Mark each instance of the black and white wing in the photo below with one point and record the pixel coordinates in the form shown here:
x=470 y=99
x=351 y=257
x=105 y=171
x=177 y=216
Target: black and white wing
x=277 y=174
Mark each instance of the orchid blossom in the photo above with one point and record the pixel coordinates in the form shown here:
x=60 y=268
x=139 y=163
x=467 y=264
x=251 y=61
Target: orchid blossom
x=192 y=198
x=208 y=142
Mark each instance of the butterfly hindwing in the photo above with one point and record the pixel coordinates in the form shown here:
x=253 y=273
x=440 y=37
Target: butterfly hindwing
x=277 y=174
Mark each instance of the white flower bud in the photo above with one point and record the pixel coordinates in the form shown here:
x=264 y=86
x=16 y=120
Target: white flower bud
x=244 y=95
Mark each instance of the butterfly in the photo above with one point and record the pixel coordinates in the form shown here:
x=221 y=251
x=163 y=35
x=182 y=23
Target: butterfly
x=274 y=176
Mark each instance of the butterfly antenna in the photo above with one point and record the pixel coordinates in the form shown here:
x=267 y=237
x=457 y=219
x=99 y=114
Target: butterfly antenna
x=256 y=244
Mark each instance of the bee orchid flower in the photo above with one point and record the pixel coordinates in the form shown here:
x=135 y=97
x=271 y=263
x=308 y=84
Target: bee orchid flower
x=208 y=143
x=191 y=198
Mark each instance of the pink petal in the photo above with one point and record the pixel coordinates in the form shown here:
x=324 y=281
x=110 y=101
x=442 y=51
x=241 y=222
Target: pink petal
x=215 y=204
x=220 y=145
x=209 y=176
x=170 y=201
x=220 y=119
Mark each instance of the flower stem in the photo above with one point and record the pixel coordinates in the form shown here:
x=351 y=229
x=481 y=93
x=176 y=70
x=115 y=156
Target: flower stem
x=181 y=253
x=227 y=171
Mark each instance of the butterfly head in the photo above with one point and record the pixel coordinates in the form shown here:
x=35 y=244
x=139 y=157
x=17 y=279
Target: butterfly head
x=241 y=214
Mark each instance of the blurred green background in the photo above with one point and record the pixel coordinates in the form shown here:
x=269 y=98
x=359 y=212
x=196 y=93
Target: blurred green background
+ + +
## EXERCISE DESCRIPTION
Take each line in the listing that has the word "blurred" and copy it.

## REPLY TO THE TASK
Mark each instance of the blurred green background in the photo above with one point and record the pixel coordinates in the form shown here:
Target: blurred green background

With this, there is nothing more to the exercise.